== Petikan yang Disertakan

Gejala Penyakit Autoimun: Sering Lelah, Rambut Rontok, dan Demam
Penyebab orang mengalami autoimun adalah faktor genetik, lingkungan, dan gaya hidup.
Bagi seseorang yang terdapat riwayat keluarga alergi atau autoimun, memiliki risiko lebih tinggi untuk mengalaminya.
Gejala Penyakit Autoimun: Sering Lelah, Rambut Rontok, dan Demam
Dokter Spesialis Penyakit Dalam, Konsultan Alergi Imunologi Eka Hospital Cibubur Yovita Mulyakusuma mengatakan sering merasa lelah, demam, nyeri sendi, rambut rontok, ruam-ruam di kulit merupakan tanda seseorang mengalami gejala autoimun.
"Namun pada kondisi imunodefisiensi, gejalanya berupa terkena infeksi berulang, peningkatan risiko infeksi yang serius, dan penyembuhan yang lambat dari penyakit ringan," kata Yovita, Rabu (28/2).
Dia menjelaskan, autoimun adalah sistem kekebalan tubuh secara berlebihan dan keliru mengenali sel tubuhnya sendiri yang sehat sebagai zat asing.
Penyebab orang mengalami autoimun adalah faktor genetik, lingkungan, dan gaya hidup. Bagi seseorang yang terdapat riwayat keluarga alergi atau autoimun, memiliki risiko lebih tinggi untuk mengalaminya.
"Namun berbagai hal seperti jenis kelamin, stress, paparan zat kimia, paparan alergen, diet, infeksi dan lain-lain, ikut berperan dalam terjadinya kondisi alergi dan autoimun tersebut," katanya.
Yovita menambahkan, ada beberapa jenis contoh penyakit gangguan autoimun di antaranya alopecia areata, yakni penyakit pada kulit yang menyebabkan kerontokan rambut hingga terjadi kebotakan.
Diabetes tipe 1 yang menyerang organ pankreas atau penyakit lupus eritematosus sistemik di mana sistem kekebalan tubuh dapat menyerang berbagai sistem organ dari kulit, darah, ginjal, sendi, paru hingga otak.
Kondisi autoimun lain yang bersifat sistemik dan cukup sering dijumpai, antara lain sindrom Sjorgen, sclerosis sistemik, psoriasis.
"Penanganan yang tepat dan segera ditujukan untuk dapat segera mengontrol aktivitas penyakitnya dan mengurangi terjadinya kerusakan organ," katanya.

====
== Data yang Diberikan

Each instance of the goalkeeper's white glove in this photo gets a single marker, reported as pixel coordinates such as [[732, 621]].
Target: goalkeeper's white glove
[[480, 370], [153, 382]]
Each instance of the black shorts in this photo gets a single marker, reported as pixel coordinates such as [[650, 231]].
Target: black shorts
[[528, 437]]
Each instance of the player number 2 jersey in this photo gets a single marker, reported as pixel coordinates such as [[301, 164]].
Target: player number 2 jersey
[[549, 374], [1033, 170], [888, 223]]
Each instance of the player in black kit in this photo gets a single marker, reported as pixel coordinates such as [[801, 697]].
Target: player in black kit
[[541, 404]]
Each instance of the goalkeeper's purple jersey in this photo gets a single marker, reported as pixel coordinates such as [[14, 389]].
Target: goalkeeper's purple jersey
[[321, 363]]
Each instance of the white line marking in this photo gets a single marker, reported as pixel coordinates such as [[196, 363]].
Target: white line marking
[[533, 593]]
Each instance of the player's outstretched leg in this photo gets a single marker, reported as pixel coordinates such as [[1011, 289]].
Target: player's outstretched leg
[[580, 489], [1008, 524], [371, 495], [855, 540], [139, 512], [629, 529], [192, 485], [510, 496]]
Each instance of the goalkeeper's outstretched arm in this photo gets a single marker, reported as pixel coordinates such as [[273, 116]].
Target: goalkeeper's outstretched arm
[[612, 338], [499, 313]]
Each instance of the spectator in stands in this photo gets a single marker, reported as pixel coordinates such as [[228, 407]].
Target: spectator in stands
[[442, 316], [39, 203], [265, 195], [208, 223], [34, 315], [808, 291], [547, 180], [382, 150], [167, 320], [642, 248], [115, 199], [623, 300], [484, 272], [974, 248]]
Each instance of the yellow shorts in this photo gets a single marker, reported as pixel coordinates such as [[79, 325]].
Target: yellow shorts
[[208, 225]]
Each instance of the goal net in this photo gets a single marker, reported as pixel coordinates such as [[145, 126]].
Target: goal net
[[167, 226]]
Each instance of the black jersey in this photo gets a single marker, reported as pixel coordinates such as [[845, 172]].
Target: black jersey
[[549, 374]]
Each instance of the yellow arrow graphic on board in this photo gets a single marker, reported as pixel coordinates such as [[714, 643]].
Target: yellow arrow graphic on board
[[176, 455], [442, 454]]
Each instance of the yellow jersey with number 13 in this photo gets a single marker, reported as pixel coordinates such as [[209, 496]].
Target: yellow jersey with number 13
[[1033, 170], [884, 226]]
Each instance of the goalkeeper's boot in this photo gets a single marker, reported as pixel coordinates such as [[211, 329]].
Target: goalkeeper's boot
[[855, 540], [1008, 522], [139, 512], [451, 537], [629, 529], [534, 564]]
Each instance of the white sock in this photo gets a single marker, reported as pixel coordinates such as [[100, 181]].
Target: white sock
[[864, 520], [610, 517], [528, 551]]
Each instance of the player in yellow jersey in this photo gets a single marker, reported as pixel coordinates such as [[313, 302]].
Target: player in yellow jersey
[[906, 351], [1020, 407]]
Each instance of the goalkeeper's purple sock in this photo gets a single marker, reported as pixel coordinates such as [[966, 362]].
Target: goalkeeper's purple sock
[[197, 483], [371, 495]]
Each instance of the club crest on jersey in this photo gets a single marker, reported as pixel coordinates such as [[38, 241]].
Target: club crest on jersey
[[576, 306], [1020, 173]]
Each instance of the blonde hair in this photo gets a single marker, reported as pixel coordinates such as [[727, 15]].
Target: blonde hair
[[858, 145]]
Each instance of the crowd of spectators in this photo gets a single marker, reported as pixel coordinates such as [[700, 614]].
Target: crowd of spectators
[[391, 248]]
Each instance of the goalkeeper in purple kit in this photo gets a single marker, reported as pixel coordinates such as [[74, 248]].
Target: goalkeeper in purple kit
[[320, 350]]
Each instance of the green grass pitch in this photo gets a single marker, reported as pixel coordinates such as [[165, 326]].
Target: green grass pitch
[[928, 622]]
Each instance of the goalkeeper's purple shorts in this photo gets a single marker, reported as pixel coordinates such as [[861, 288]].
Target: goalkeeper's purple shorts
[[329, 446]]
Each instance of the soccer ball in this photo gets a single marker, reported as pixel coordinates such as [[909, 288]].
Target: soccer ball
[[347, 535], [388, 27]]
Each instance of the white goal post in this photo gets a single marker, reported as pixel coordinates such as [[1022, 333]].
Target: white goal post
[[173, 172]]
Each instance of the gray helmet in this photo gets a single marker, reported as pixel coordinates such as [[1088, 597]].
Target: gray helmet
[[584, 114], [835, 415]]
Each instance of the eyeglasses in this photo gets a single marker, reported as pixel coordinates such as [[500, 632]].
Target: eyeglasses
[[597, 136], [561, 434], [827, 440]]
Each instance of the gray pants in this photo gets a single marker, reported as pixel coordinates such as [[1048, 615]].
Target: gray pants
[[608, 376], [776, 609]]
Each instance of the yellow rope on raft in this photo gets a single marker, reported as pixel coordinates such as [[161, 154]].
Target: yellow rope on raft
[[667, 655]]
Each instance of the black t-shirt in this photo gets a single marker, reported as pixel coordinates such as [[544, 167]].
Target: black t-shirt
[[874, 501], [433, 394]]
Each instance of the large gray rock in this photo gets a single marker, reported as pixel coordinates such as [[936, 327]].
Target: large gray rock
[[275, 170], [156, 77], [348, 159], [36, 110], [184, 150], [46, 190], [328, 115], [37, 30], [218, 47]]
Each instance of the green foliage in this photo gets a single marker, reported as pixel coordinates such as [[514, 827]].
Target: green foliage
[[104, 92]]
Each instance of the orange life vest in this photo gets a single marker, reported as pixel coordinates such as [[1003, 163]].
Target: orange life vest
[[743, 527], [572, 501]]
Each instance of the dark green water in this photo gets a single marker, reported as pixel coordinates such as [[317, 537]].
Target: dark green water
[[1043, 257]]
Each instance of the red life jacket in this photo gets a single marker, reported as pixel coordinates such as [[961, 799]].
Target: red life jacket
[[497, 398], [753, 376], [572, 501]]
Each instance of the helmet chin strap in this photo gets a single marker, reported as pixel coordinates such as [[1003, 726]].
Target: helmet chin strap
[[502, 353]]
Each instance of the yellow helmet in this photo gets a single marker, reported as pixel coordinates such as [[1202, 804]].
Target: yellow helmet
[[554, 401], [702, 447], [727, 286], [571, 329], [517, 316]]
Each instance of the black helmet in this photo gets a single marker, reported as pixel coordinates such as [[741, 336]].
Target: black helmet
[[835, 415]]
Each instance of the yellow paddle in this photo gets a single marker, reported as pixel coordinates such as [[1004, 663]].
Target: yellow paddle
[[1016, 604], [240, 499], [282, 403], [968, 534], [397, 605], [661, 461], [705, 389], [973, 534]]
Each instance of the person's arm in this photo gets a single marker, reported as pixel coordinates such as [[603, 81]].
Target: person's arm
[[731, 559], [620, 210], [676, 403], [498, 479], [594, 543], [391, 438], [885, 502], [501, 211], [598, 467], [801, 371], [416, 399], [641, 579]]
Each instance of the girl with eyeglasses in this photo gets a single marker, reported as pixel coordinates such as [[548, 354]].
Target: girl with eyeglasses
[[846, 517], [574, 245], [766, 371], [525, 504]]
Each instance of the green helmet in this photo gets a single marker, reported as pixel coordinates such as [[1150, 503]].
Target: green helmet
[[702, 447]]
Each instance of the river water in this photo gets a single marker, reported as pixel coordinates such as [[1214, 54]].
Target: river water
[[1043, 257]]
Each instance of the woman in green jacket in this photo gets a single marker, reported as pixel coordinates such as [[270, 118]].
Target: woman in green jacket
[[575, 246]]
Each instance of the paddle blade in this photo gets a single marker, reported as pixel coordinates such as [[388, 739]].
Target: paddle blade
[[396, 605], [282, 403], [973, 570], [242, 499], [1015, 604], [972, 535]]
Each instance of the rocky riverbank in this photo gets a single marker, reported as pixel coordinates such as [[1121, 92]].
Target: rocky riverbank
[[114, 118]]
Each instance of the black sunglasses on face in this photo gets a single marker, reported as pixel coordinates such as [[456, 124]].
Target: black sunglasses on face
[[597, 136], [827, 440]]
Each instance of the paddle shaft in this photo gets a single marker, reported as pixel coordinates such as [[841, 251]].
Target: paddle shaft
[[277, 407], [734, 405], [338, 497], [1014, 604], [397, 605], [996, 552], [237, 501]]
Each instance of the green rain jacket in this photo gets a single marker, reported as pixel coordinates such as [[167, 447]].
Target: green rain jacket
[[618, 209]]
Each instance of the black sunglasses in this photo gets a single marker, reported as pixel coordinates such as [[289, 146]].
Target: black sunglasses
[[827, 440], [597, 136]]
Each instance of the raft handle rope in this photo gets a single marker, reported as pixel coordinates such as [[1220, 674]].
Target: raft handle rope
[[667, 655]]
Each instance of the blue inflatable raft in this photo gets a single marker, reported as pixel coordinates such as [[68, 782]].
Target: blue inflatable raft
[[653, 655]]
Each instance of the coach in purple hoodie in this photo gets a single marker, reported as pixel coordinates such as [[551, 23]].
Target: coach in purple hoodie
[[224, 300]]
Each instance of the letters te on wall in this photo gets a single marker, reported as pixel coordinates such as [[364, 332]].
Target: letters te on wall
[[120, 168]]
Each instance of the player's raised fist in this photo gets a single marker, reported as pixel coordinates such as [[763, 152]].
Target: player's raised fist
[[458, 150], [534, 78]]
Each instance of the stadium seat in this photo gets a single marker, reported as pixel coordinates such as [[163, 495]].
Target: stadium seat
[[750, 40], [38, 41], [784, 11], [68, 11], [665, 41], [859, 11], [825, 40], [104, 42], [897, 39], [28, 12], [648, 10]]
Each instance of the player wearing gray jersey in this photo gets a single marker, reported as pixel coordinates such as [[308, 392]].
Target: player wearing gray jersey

====

=== Yang Perlu Dikerjakan ===
1. Salin dengan tepat bagian artikel tentang autoimun, mulai dari kata-kata yang memuat "Yovita menambahkan, ada" dan berhenti setelah "hingga terjadi kebotakan.".
2. Menurut artikel tentang autoimun, untuk apa penanganan yang tepat dan segera diberikan? Jawab dalam satu sampai tiga kalimat.
3. Tulislah lanjutan artikel tentang autoimun, dimulai sesudah kalimat terakhir yang ditampilkan.
Materi ini diambil dari sumber lain.

=== Hasil Berurutan ===
1.
Yovita menambahkan, ada beberapa jenis contoh penyakit gangguan autoimun di antaranya alopecia areata, yakni penyakit pada kulit yang menyebabkan kerontokan rambut hingga terjadi kebotakan.

2. Penanganan yang tepat dan segera ditujukan agar aktivitas penyakit dapat segera dikontrol. Penanganan itu juga bertujuan mengurangi terjadinya kerusakan organ.

3.
Sementara dokter dari Rumah Sakit Prof Dr IGNG Ngoerah, Pande Ketut Kurniari mengatakan, perlu edukasi dan sosialisasi lebih masif kepada masyarakat awam guna menyingkirkan stigma bahwa penyakit autoimun menakutkan.
"Stigma tersebut lahir karena ketidakpahaman masyarakat tentang penyakit itu," ujarnya.
Menurut dia, penyakit autoimun sudah ada sejak dahulu. Namun tidak sefamiliar penyakit lain, seperti kencing manis, hipertensi, dan lain-lain.
"Jadi, bagaimana menghadapi stigma? Satu, kita harus memberikan pemahaman kepada masyarakat dengan lebih luas lagi bahwa autoimun itu bukan penyakit menular, bukan penyakit keturunan," katanya.
Dia menjelaskan, penyakit autoimun adalah ketika imun pribadi menyerang diri sendiri. n
Ada sejumlah faktor yang menyebabkan penyakit autoimun, yaitu karakteristik genetik yang dibawa sejak lahir, dan kedua adalah faktor yang menyebabkan autoimun tersebut aktif, seperti lingkungan atau infeksi.
Adapun faktor-faktor yang membuat autoimun aktif, katanya, banyak hal. Misalnya stresor atau hal-hal yang membuat seseorang stres, makanan, sinar matahari, dan lingkungan.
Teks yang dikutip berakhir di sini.